> **What is expected**
Each line from the line containing "Target: paved road" through the last line of the entries is to be reproduced exactly as it stands.

> **Source material**
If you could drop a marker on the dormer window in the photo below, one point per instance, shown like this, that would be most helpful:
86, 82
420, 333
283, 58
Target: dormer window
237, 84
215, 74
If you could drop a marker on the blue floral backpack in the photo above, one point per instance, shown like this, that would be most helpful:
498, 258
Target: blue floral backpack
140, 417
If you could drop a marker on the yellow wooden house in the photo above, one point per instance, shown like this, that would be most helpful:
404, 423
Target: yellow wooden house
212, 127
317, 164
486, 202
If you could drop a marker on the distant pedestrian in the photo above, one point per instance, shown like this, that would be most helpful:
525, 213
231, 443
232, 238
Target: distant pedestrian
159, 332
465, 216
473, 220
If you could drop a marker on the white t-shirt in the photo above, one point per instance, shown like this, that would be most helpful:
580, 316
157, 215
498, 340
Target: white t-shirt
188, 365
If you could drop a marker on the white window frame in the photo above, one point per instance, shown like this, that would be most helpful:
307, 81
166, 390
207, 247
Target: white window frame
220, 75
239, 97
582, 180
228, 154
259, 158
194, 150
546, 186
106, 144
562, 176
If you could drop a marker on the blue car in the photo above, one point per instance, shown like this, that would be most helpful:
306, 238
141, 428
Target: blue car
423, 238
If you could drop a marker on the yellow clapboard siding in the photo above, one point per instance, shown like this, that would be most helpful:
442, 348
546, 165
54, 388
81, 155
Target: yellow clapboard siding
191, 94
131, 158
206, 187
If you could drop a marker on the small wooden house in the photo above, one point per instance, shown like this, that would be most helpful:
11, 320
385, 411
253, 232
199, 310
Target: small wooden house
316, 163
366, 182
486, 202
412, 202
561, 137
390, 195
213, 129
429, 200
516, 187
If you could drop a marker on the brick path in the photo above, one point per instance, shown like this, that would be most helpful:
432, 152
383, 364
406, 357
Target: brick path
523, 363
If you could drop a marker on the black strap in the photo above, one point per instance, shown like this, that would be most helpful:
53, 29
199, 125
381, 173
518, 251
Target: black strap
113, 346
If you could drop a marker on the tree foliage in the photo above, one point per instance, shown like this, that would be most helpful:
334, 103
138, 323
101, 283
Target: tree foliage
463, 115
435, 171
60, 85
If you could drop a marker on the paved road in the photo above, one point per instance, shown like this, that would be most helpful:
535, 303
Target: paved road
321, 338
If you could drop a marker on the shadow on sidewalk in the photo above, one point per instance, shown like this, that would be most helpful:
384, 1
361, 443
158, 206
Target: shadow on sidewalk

> **Response area**
Target: paved road
321, 338
If you could drop a marker on the shadow on sidewalk in the photo above, one point per instance, shown like this, that would be most helpful:
384, 1
361, 443
158, 206
Target: shadow on sidewalk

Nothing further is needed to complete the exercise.